§ **Task directions**: From the passage on multiprocessor architectures, please output everything from "- Cost: Since this" down to "with the multiprocessor.", copied word for word.

--- start Text segment ---

Multiprocessors, Symmetric Multiprocessing (SMP)
- Cost: Since multicore
processors were released, SMP architectures have been almost exclusively
for server systems. As such, the processor, motherboard, and memory
prices are typically about twice more than for a multicore system. Their
only advantage over multicore would be explicit use in server operations
- Complexity: See Multicore
- Educational Value: See Multicore
- Innovation: As noted for
multicore architectures, this technology has been around awhile and is
rather well rooted in consumer-level systems and programming.
are a collection of individual computers that communicate over a network.
Distributed Multiprocessors, Beowulf Cluster
Beowulf clusters are made from a collection
of off-the-shelf computers that are stripped down to barebones components
(processor, memory, motherboard, network interface, power supply, and enclosure
only) and connected over a LAN. These
nodes are controlled by a head computer, which assigns tasks for them and
balances load. As with all distributed multiprocessors, Beowulf clusters need
specially designed programs to allow them to be of any use. However, their
scalability is rather good until a certain size (roughly 32 nodes) where they
can become unwieldy because of networking, space, heat, and power concerns.
- Cost: While Beowulf
clusters are most well known for their use of surplus or discarded machines,
they can still be built with a uniform set of new, high-performance barebones
machines. Thus, they can really be built for as little or as much as necessary.
If only for educational demonstration purposes, they can even be made for
free (barring electricity needs) from discarded institutional materials.
- Complexity: Network and
system setup for a Beowulf cluster can be a time-consuming logistical
challenge, especially with a large number of nodes. Programming them to
do something useful is probably not as tedious as the setup, but it will
still require several years of experience in a high-level language
(probably C/C++), networking, and Unix to get even a simple algorithm
- Educational Value: A
Beowulf cluster may be the best way to learn distributed parallel
programming because the nodes are designated for parallel program use
only, they can be cheaply built, and they are locally maintained.
- Innovation: Most, if not
all, decent-sized universities have built at least one Beowulf cluster
over the years. As such, this architecture is really nothing new.
Distributed Multiprocessors, Commodity Cluster
A commodity cluster (also known as a “Cluster of
Workstations” or “Pile of PC’s”) is similar to a Beowulf cluster in how parallel
processing is implemented, but its node topology is laid out in a way that
allows users to interact with the machines, such as a computer lab or office
computer network. I/O demands from users on the cluster’s machines thus lower
the overall performance of parallel computing due to overhead.
- Cost: Since this type of
cluster is generally made from existing machines, its use as a parallel
computer requires little to no additional cost.
- Complexity: Although the
only setup requirement for nodes is distributing the parallel programs, like
the Beowulf cluster, the commodity cluster needs to be programmed
explicitly for parallel processing to gain any benefit. As such, the
experience requirements are the same (substituting whatever operating
system is used).
- Educational Value: Depending
on the environment of the cluster’s nodes, a commodity clusters may be as
useful for teaching distributed multiprocessing as a Beowulf cluster. For
example, a computer lab would be excellent as it allows all the users to
collaborate on and interact with the multiprocessor.

--- end Text segment ---
--- start Data supplied ---

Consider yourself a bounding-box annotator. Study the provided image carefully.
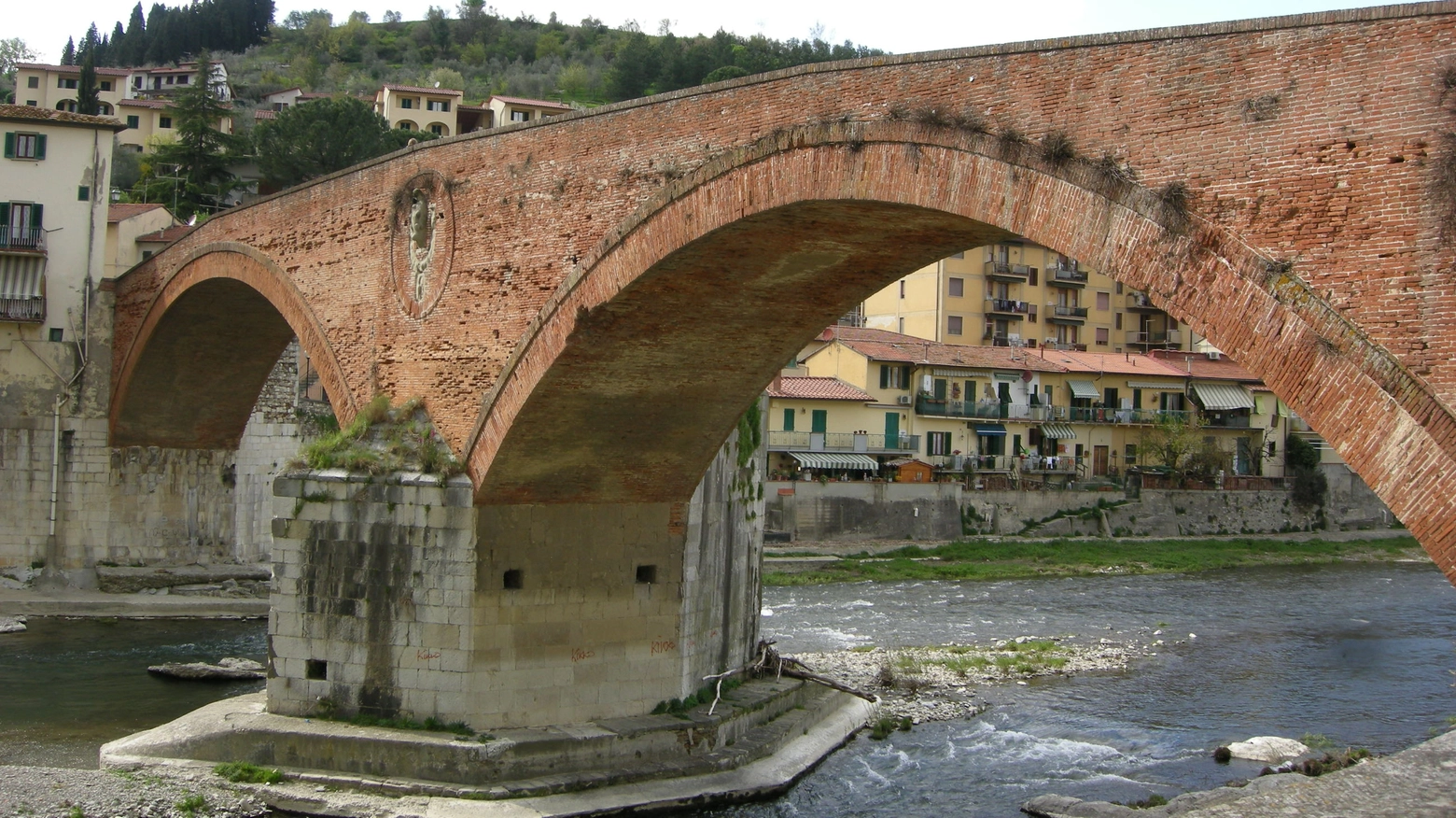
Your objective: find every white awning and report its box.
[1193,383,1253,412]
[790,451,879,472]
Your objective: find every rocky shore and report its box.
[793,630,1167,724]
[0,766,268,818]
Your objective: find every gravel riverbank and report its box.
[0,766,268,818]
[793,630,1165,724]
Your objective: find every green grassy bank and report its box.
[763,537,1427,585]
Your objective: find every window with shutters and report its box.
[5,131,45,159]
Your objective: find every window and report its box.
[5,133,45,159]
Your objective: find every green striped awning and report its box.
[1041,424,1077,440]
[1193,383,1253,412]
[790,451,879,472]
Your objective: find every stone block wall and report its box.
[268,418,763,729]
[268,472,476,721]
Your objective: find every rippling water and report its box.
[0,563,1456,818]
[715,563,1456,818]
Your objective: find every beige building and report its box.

--- end Data supplied ---

§ **Answer to the problem**:
- Cost: Since this type of
cluster is generally made from existing machines, its use as a parallel
computer requires little to no additional cost.
- Complexity: Although the
only setup requirement for nodes is distributing the parallel programs, like
the Beowulf cluster, the commodity cluster needs to be programmed
explicitly for parallel processing to gain any benefit. As such, the
experience requirements are the same (substituting whatever operating
system is used).
- Educational Value: Depending
on the environment of the cluster’s nodes, a commodity clusters may be as
useful for teaching distributed multiprocessing as a Beowulf cluster. For
example, a computer lab would be excellent as it allows all the users to
collaborate on and interact with the multiprocessor.